■ **GIVEN PROBLEM**
Please find each line in the items below that contains the word "wall" and copy those lines out.

■ **RECORDS FOR THE TASK**

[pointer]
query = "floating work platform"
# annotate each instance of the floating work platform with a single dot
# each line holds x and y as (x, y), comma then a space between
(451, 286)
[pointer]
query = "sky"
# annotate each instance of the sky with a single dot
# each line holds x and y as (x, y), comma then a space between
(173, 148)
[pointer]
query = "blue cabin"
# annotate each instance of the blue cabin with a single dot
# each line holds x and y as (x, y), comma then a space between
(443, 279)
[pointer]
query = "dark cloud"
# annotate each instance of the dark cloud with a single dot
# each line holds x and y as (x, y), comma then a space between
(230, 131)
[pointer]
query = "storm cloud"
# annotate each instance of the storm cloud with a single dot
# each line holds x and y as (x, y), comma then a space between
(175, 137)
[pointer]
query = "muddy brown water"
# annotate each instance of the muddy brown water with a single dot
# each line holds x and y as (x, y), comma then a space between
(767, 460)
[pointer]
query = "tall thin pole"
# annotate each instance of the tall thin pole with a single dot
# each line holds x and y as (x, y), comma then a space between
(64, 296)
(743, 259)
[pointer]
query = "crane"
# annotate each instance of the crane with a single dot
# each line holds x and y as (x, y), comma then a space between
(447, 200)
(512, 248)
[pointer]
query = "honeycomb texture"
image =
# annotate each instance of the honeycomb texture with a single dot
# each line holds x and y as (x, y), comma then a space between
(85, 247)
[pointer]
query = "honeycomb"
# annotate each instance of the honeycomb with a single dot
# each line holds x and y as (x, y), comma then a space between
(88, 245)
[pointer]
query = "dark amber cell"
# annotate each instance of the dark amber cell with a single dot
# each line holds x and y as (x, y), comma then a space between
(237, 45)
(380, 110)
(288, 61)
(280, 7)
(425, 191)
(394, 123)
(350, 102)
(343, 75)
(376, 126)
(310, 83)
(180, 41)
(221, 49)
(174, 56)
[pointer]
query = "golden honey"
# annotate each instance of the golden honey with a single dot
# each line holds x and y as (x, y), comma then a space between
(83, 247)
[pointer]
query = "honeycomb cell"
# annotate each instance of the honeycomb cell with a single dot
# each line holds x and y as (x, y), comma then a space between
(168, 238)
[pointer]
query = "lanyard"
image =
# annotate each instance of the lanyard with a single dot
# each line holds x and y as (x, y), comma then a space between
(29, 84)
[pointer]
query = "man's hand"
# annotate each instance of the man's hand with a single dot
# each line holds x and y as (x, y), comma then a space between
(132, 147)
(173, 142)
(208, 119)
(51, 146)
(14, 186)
* * *
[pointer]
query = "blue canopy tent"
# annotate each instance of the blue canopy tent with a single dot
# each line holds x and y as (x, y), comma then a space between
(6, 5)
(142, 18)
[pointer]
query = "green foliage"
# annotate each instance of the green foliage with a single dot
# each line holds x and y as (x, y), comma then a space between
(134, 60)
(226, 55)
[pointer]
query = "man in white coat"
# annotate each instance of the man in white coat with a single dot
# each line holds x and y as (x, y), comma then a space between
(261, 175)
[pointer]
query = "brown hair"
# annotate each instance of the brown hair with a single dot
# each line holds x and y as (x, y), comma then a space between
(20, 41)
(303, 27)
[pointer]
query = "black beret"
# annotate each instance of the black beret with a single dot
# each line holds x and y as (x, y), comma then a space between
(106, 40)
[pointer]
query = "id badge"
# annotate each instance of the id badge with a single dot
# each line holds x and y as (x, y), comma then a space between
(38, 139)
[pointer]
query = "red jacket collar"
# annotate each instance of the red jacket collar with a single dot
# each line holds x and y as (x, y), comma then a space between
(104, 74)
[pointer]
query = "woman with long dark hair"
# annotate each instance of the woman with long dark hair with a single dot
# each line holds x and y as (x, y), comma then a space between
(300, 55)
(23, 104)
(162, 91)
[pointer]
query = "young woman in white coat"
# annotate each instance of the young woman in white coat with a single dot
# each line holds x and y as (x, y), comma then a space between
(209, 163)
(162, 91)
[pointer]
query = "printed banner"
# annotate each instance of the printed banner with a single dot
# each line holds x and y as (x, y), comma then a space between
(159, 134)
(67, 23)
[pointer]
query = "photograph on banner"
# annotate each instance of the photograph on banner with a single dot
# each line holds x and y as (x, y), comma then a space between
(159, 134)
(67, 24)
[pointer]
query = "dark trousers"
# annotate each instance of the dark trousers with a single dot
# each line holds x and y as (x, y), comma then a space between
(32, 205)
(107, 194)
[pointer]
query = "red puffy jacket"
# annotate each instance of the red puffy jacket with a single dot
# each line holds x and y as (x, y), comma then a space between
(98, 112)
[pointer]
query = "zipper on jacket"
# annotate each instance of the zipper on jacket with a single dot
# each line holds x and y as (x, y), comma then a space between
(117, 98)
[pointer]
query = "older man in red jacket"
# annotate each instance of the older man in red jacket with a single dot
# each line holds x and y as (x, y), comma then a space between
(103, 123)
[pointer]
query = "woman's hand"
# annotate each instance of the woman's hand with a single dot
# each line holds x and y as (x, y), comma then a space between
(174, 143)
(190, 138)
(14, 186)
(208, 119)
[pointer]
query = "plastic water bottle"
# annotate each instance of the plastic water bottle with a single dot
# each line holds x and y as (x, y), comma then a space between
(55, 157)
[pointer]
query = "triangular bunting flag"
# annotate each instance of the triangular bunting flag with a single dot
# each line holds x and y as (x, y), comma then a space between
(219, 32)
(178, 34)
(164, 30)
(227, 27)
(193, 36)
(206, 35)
...
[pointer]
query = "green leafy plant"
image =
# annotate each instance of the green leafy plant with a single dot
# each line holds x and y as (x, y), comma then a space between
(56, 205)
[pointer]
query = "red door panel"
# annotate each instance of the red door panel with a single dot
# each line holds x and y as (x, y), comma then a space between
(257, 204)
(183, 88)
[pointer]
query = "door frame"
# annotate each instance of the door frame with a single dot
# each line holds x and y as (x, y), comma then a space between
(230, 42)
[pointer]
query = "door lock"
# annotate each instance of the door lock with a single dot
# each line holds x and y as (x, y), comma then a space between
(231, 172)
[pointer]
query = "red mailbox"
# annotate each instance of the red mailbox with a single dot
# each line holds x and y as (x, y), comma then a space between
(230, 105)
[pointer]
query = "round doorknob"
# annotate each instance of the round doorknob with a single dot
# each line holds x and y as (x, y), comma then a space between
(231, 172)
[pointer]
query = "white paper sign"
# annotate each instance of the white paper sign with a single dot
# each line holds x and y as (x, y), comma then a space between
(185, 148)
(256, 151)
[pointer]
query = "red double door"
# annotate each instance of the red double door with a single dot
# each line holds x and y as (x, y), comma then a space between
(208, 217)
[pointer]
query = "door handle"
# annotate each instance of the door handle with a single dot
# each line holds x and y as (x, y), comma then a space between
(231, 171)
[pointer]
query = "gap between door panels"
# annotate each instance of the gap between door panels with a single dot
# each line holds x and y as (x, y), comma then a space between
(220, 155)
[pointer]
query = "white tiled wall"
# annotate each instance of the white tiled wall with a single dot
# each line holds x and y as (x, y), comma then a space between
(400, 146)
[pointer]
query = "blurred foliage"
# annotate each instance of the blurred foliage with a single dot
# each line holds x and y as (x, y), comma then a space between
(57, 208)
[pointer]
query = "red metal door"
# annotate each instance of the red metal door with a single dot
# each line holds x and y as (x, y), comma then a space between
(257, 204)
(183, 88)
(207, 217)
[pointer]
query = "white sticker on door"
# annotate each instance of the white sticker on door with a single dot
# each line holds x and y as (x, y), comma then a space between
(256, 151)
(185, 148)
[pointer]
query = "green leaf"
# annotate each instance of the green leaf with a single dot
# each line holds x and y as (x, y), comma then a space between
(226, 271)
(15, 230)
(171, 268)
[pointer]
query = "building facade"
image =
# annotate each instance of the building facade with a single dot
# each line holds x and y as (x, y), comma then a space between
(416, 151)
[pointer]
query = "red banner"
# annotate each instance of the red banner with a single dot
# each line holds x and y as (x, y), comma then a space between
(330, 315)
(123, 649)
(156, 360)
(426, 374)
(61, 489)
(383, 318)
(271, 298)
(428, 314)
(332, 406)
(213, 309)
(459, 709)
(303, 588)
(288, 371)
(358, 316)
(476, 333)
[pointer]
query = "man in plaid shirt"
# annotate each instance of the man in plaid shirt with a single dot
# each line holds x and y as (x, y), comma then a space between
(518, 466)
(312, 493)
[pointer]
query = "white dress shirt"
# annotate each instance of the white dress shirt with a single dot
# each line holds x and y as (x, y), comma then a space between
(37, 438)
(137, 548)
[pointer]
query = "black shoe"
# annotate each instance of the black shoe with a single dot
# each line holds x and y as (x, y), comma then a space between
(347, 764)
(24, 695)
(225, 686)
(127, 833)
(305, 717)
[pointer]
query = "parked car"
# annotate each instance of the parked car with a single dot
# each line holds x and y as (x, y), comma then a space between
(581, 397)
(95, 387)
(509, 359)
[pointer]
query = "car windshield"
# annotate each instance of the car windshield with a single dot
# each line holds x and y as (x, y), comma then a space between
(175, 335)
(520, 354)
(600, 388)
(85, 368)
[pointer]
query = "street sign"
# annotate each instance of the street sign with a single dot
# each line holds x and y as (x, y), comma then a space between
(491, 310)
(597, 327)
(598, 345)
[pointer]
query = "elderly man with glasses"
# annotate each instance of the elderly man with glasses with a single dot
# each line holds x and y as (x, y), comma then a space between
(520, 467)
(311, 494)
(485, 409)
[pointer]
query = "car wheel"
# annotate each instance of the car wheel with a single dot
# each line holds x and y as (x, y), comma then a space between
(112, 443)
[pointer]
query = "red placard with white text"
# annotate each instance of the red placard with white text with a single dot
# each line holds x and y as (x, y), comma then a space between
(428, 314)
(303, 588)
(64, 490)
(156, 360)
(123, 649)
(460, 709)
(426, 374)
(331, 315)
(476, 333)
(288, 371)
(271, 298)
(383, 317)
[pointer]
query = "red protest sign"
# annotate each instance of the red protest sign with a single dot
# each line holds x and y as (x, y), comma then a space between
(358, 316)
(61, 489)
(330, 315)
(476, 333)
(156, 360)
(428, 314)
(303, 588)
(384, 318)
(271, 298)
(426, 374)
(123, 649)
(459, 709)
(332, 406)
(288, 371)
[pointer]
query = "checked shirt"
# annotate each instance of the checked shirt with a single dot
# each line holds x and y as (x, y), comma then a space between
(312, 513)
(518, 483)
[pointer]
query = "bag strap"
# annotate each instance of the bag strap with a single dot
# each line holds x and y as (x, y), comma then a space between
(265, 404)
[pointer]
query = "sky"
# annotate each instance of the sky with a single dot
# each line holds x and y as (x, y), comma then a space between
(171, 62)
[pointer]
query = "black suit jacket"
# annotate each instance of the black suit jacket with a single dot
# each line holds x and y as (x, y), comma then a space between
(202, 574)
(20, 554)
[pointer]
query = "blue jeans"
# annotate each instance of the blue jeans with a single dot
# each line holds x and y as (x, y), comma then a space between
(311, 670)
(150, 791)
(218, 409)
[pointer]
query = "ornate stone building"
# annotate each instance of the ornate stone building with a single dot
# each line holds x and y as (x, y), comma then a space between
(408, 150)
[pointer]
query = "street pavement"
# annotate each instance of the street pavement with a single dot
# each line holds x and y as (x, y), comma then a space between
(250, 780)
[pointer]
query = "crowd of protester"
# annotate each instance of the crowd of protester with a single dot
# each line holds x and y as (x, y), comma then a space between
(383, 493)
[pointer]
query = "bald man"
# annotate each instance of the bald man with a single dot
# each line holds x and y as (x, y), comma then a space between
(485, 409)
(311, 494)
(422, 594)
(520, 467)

■ **FULL SOLUTION**
query = "white tiled wall"
# annotate each instance of the white tiled wall with a single dot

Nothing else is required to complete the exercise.